# TASK
Count the lines in the records below that contain the string "front", matching case exactly, and reply with only the number.

--- START DATA LISTING ---

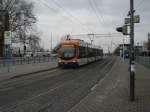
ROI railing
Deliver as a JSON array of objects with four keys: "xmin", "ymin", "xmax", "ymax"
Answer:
[
  {"xmin": 0, "ymin": 57, "xmax": 56, "ymax": 68},
  {"xmin": 136, "ymin": 56, "xmax": 150, "ymax": 66}
]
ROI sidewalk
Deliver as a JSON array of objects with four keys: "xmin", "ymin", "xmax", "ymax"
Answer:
[
  {"xmin": 68, "ymin": 58, "xmax": 150, "ymax": 112},
  {"xmin": 0, "ymin": 62, "xmax": 57, "ymax": 81}
]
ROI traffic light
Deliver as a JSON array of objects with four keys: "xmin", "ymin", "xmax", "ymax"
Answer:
[{"xmin": 116, "ymin": 25, "xmax": 128, "ymax": 35}]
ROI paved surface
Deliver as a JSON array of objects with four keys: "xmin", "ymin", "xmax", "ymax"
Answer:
[
  {"xmin": 0, "ymin": 57, "xmax": 115, "ymax": 112},
  {"xmin": 0, "ymin": 62, "xmax": 57, "ymax": 81},
  {"xmin": 68, "ymin": 59, "xmax": 150, "ymax": 112}
]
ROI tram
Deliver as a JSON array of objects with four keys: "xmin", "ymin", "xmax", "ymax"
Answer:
[{"xmin": 57, "ymin": 39, "xmax": 103, "ymax": 67}]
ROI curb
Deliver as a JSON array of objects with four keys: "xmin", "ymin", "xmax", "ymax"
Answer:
[{"xmin": 9, "ymin": 66, "xmax": 58, "ymax": 79}]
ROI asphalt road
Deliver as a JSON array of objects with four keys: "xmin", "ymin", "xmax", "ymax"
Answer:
[{"xmin": 0, "ymin": 57, "xmax": 115, "ymax": 112}]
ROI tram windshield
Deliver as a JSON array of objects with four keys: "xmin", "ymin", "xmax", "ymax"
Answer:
[{"xmin": 59, "ymin": 46, "xmax": 75, "ymax": 58}]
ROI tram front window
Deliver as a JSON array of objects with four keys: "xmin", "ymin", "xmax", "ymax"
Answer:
[{"xmin": 60, "ymin": 46, "xmax": 75, "ymax": 59}]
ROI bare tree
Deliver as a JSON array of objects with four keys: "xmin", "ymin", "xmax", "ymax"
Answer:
[
  {"xmin": 27, "ymin": 34, "xmax": 41, "ymax": 52},
  {"xmin": 4, "ymin": 0, "xmax": 36, "ymax": 44}
]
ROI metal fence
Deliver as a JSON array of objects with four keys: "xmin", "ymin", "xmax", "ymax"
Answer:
[
  {"xmin": 136, "ymin": 56, "xmax": 150, "ymax": 66},
  {"xmin": 0, "ymin": 57, "xmax": 56, "ymax": 68}
]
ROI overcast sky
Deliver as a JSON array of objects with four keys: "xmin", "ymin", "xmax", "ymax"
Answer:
[{"xmin": 27, "ymin": 0, "xmax": 150, "ymax": 51}]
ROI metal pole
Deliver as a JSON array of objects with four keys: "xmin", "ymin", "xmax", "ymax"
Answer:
[
  {"xmin": 130, "ymin": 0, "xmax": 135, "ymax": 101},
  {"xmin": 123, "ymin": 37, "xmax": 125, "ymax": 61},
  {"xmin": 51, "ymin": 32, "xmax": 52, "ymax": 53}
]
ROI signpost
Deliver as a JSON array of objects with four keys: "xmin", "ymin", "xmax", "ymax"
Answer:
[{"xmin": 4, "ymin": 31, "xmax": 12, "ymax": 72}]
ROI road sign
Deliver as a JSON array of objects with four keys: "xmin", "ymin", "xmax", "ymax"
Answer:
[
  {"xmin": 124, "ymin": 15, "xmax": 140, "ymax": 24},
  {"xmin": 4, "ymin": 31, "xmax": 12, "ymax": 45},
  {"xmin": 134, "ymin": 15, "xmax": 140, "ymax": 23}
]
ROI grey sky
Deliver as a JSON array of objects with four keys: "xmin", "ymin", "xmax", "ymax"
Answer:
[{"xmin": 28, "ymin": 0, "xmax": 150, "ymax": 51}]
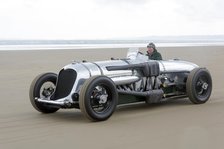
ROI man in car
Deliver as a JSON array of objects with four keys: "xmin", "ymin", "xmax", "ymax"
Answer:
[{"xmin": 146, "ymin": 42, "xmax": 162, "ymax": 60}]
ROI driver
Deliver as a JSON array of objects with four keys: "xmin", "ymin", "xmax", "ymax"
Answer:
[{"xmin": 146, "ymin": 42, "xmax": 162, "ymax": 60}]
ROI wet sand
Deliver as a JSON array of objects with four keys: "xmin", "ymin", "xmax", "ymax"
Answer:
[{"xmin": 0, "ymin": 46, "xmax": 224, "ymax": 149}]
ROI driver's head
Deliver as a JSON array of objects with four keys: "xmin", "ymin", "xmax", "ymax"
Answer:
[{"xmin": 147, "ymin": 42, "xmax": 156, "ymax": 54}]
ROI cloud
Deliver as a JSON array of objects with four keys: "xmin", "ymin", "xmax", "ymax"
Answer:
[{"xmin": 176, "ymin": 0, "xmax": 224, "ymax": 22}]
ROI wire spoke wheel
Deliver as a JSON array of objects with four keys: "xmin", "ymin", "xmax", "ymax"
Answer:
[
  {"xmin": 79, "ymin": 76, "xmax": 118, "ymax": 121},
  {"xmin": 29, "ymin": 73, "xmax": 59, "ymax": 113},
  {"xmin": 186, "ymin": 68, "xmax": 212, "ymax": 104}
]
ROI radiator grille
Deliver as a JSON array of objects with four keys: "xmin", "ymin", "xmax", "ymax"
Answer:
[{"xmin": 53, "ymin": 69, "xmax": 77, "ymax": 100}]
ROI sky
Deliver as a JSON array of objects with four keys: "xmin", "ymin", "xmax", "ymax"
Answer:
[{"xmin": 0, "ymin": 0, "xmax": 224, "ymax": 40}]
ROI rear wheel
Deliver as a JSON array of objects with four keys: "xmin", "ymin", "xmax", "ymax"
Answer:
[
  {"xmin": 79, "ymin": 76, "xmax": 118, "ymax": 121},
  {"xmin": 29, "ymin": 73, "xmax": 59, "ymax": 113},
  {"xmin": 186, "ymin": 68, "xmax": 212, "ymax": 104}
]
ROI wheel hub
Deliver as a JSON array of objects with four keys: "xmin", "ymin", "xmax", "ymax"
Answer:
[{"xmin": 98, "ymin": 95, "xmax": 108, "ymax": 104}]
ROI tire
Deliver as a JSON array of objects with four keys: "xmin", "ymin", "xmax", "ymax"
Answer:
[
  {"xmin": 29, "ymin": 73, "xmax": 59, "ymax": 113},
  {"xmin": 79, "ymin": 76, "xmax": 118, "ymax": 121},
  {"xmin": 186, "ymin": 68, "xmax": 212, "ymax": 104}
]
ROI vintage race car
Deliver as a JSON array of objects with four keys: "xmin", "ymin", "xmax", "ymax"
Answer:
[{"xmin": 29, "ymin": 48, "xmax": 212, "ymax": 121}]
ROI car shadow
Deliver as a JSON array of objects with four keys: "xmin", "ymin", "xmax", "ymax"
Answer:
[{"xmin": 116, "ymin": 98, "xmax": 192, "ymax": 114}]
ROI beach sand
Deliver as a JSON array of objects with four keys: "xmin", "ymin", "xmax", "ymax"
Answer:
[{"xmin": 0, "ymin": 46, "xmax": 224, "ymax": 149}]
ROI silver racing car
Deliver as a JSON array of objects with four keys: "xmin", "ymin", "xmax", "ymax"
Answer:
[{"xmin": 29, "ymin": 48, "xmax": 212, "ymax": 121}]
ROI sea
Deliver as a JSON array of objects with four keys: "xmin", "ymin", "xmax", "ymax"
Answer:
[{"xmin": 0, "ymin": 35, "xmax": 224, "ymax": 51}]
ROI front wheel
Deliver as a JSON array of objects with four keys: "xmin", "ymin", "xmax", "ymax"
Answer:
[
  {"xmin": 29, "ymin": 73, "xmax": 59, "ymax": 113},
  {"xmin": 186, "ymin": 68, "xmax": 212, "ymax": 104},
  {"xmin": 79, "ymin": 76, "xmax": 118, "ymax": 121}
]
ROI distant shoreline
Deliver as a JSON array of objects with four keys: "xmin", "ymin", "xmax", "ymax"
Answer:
[{"xmin": 0, "ymin": 42, "xmax": 224, "ymax": 51}]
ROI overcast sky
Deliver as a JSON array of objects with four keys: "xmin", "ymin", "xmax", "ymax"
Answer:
[{"xmin": 0, "ymin": 0, "xmax": 224, "ymax": 39}]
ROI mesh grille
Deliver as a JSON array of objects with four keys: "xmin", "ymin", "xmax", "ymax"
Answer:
[{"xmin": 53, "ymin": 69, "xmax": 77, "ymax": 100}]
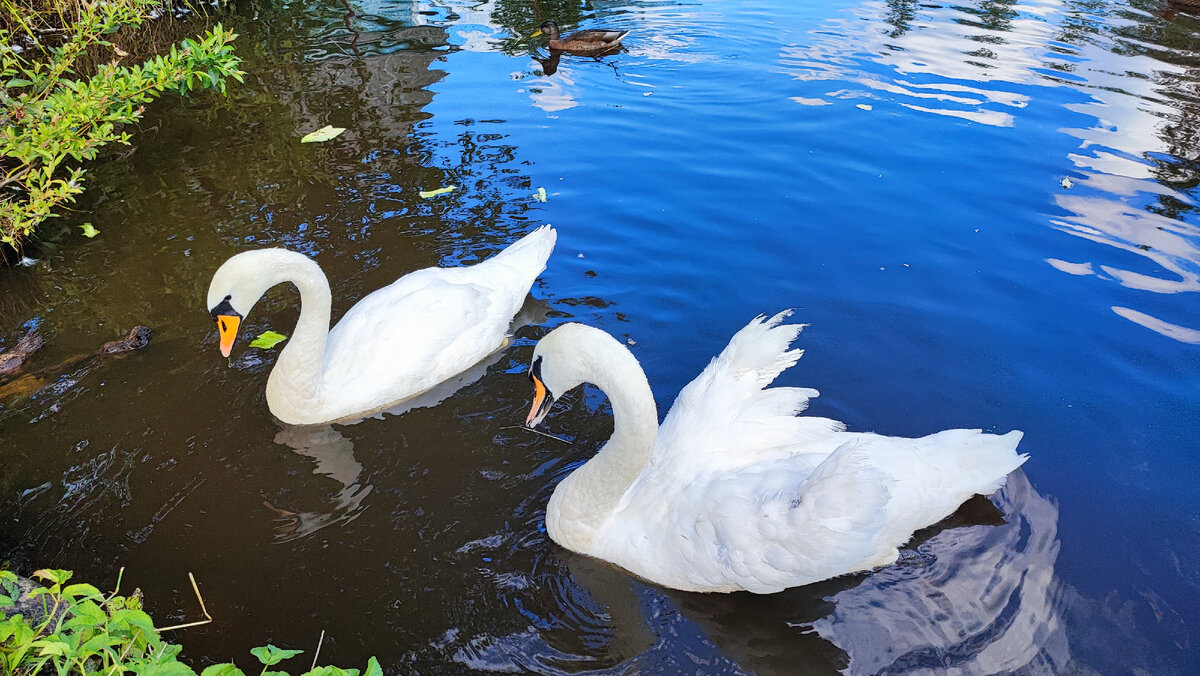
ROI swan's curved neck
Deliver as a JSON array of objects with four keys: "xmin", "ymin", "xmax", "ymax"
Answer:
[
  {"xmin": 546, "ymin": 336, "xmax": 659, "ymax": 552},
  {"xmin": 266, "ymin": 253, "xmax": 332, "ymax": 418}
]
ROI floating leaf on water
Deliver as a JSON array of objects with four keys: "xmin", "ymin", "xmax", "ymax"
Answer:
[
  {"xmin": 418, "ymin": 185, "xmax": 458, "ymax": 199},
  {"xmin": 300, "ymin": 125, "xmax": 346, "ymax": 143},
  {"xmin": 250, "ymin": 331, "xmax": 288, "ymax": 349}
]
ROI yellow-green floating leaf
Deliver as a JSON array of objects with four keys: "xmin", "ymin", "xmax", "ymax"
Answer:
[
  {"xmin": 300, "ymin": 125, "xmax": 346, "ymax": 143},
  {"xmin": 250, "ymin": 331, "xmax": 288, "ymax": 349},
  {"xmin": 418, "ymin": 185, "xmax": 458, "ymax": 199}
]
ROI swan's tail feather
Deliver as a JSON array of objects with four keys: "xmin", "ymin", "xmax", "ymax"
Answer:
[
  {"xmin": 922, "ymin": 430, "xmax": 1030, "ymax": 495},
  {"xmin": 491, "ymin": 223, "xmax": 558, "ymax": 273}
]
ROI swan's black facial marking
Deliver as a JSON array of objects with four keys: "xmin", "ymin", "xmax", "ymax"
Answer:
[{"xmin": 210, "ymin": 295, "xmax": 241, "ymax": 330}]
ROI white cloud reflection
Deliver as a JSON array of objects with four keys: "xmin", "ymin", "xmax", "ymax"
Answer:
[{"xmin": 779, "ymin": 0, "xmax": 1200, "ymax": 342}]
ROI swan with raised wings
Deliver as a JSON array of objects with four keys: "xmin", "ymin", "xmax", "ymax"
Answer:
[
  {"xmin": 208, "ymin": 226, "xmax": 557, "ymax": 425},
  {"xmin": 526, "ymin": 311, "xmax": 1027, "ymax": 593}
]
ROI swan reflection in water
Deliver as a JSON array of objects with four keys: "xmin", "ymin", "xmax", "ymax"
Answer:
[{"xmin": 455, "ymin": 471, "xmax": 1072, "ymax": 675}]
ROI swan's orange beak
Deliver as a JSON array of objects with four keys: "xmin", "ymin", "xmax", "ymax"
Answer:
[
  {"xmin": 209, "ymin": 295, "xmax": 241, "ymax": 359},
  {"xmin": 526, "ymin": 376, "xmax": 554, "ymax": 429},
  {"xmin": 217, "ymin": 315, "xmax": 241, "ymax": 359},
  {"xmin": 217, "ymin": 315, "xmax": 241, "ymax": 359}
]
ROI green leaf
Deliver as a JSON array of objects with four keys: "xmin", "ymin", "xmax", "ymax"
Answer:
[
  {"xmin": 304, "ymin": 666, "xmax": 359, "ymax": 676},
  {"xmin": 300, "ymin": 125, "xmax": 346, "ymax": 143},
  {"xmin": 250, "ymin": 644, "xmax": 304, "ymax": 666},
  {"xmin": 62, "ymin": 581, "xmax": 104, "ymax": 599},
  {"xmin": 64, "ymin": 600, "xmax": 108, "ymax": 628},
  {"xmin": 418, "ymin": 185, "xmax": 458, "ymax": 199},
  {"xmin": 34, "ymin": 568, "xmax": 71, "ymax": 585},
  {"xmin": 32, "ymin": 639, "xmax": 71, "ymax": 657},
  {"xmin": 250, "ymin": 331, "xmax": 288, "ymax": 349}
]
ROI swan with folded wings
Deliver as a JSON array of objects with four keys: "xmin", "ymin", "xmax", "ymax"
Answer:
[{"xmin": 208, "ymin": 226, "xmax": 557, "ymax": 425}]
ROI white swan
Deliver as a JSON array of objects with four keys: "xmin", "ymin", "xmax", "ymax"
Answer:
[
  {"xmin": 208, "ymin": 226, "xmax": 558, "ymax": 425},
  {"xmin": 526, "ymin": 312, "xmax": 1027, "ymax": 593}
]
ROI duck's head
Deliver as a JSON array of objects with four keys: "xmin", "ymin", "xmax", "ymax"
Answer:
[
  {"xmin": 208, "ymin": 249, "xmax": 289, "ymax": 358},
  {"xmin": 529, "ymin": 19, "xmax": 558, "ymax": 40},
  {"xmin": 526, "ymin": 323, "xmax": 637, "ymax": 427}
]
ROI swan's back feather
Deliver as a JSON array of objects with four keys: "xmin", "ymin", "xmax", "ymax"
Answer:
[{"xmin": 324, "ymin": 226, "xmax": 557, "ymax": 411}]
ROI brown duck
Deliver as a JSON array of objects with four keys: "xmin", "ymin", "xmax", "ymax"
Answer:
[{"xmin": 530, "ymin": 20, "xmax": 629, "ymax": 56}]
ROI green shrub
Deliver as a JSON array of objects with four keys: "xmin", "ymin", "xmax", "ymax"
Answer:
[
  {"xmin": 0, "ymin": 0, "xmax": 244, "ymax": 247},
  {"xmin": 0, "ymin": 570, "xmax": 383, "ymax": 676}
]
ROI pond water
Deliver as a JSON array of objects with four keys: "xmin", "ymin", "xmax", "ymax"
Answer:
[{"xmin": 0, "ymin": 0, "xmax": 1200, "ymax": 674}]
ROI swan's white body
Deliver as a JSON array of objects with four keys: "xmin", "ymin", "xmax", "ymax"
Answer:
[
  {"xmin": 530, "ymin": 312, "xmax": 1027, "ymax": 593},
  {"xmin": 208, "ymin": 226, "xmax": 557, "ymax": 425}
]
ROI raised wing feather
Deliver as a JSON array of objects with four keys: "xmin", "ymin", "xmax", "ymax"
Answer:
[{"xmin": 652, "ymin": 311, "xmax": 845, "ymax": 472}]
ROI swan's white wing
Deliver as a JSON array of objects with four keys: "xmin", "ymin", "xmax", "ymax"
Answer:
[
  {"xmin": 652, "ymin": 311, "xmax": 845, "ymax": 473},
  {"xmin": 601, "ymin": 442, "xmax": 895, "ymax": 593},
  {"xmin": 324, "ymin": 268, "xmax": 516, "ymax": 411}
]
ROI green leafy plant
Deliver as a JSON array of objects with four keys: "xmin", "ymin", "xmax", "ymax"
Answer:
[
  {"xmin": 0, "ymin": 569, "xmax": 383, "ymax": 676},
  {"xmin": 0, "ymin": 0, "xmax": 244, "ymax": 247}
]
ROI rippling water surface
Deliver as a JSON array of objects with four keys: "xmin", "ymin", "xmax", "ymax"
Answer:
[{"xmin": 0, "ymin": 0, "xmax": 1200, "ymax": 674}]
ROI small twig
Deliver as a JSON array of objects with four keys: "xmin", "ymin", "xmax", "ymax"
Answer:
[
  {"xmin": 108, "ymin": 566, "xmax": 125, "ymax": 600},
  {"xmin": 158, "ymin": 573, "xmax": 212, "ymax": 632},
  {"xmin": 308, "ymin": 629, "xmax": 325, "ymax": 671},
  {"xmin": 500, "ymin": 425, "xmax": 575, "ymax": 443}
]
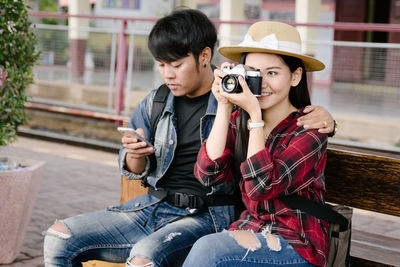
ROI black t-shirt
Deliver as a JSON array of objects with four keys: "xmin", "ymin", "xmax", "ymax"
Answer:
[{"xmin": 159, "ymin": 92, "xmax": 210, "ymax": 196}]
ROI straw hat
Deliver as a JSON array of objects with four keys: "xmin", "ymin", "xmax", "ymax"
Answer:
[{"xmin": 218, "ymin": 21, "xmax": 325, "ymax": 71}]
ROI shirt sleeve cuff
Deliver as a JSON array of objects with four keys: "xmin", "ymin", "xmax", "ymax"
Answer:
[{"xmin": 119, "ymin": 151, "xmax": 150, "ymax": 180}]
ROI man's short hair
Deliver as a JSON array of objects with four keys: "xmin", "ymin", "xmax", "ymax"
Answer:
[{"xmin": 148, "ymin": 9, "xmax": 217, "ymax": 62}]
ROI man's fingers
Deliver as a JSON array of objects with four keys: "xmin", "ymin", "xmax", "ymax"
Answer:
[{"xmin": 303, "ymin": 105, "xmax": 317, "ymax": 113}]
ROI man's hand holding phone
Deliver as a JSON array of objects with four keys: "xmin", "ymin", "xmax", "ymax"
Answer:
[{"xmin": 117, "ymin": 127, "xmax": 154, "ymax": 159}]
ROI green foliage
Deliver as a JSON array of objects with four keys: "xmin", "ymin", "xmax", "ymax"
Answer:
[{"xmin": 0, "ymin": 0, "xmax": 39, "ymax": 146}]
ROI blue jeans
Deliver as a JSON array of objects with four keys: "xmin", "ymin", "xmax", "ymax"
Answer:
[
  {"xmin": 183, "ymin": 231, "xmax": 314, "ymax": 267},
  {"xmin": 44, "ymin": 197, "xmax": 233, "ymax": 267}
]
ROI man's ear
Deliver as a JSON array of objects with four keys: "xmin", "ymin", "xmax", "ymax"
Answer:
[
  {"xmin": 290, "ymin": 67, "xmax": 303, "ymax": 87},
  {"xmin": 199, "ymin": 46, "xmax": 211, "ymax": 66}
]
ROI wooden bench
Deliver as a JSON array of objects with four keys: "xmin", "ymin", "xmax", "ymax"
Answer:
[{"xmin": 84, "ymin": 145, "xmax": 400, "ymax": 267}]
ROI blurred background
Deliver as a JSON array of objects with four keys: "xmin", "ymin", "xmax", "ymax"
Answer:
[{"xmin": 24, "ymin": 0, "xmax": 400, "ymax": 151}]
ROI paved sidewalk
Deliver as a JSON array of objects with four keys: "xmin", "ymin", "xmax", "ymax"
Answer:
[
  {"xmin": 0, "ymin": 137, "xmax": 120, "ymax": 267},
  {"xmin": 0, "ymin": 137, "xmax": 400, "ymax": 267}
]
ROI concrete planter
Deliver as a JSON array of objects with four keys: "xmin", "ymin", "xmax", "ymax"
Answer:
[{"xmin": 0, "ymin": 157, "xmax": 46, "ymax": 264}]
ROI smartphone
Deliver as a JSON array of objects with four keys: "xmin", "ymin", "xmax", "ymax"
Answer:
[{"xmin": 117, "ymin": 127, "xmax": 153, "ymax": 147}]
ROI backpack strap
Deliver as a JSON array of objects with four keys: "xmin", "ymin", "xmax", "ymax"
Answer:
[{"xmin": 279, "ymin": 194, "xmax": 349, "ymax": 231}]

--- END DATA LISTING ---

# SOLUTION TO THIS PROBLEM
2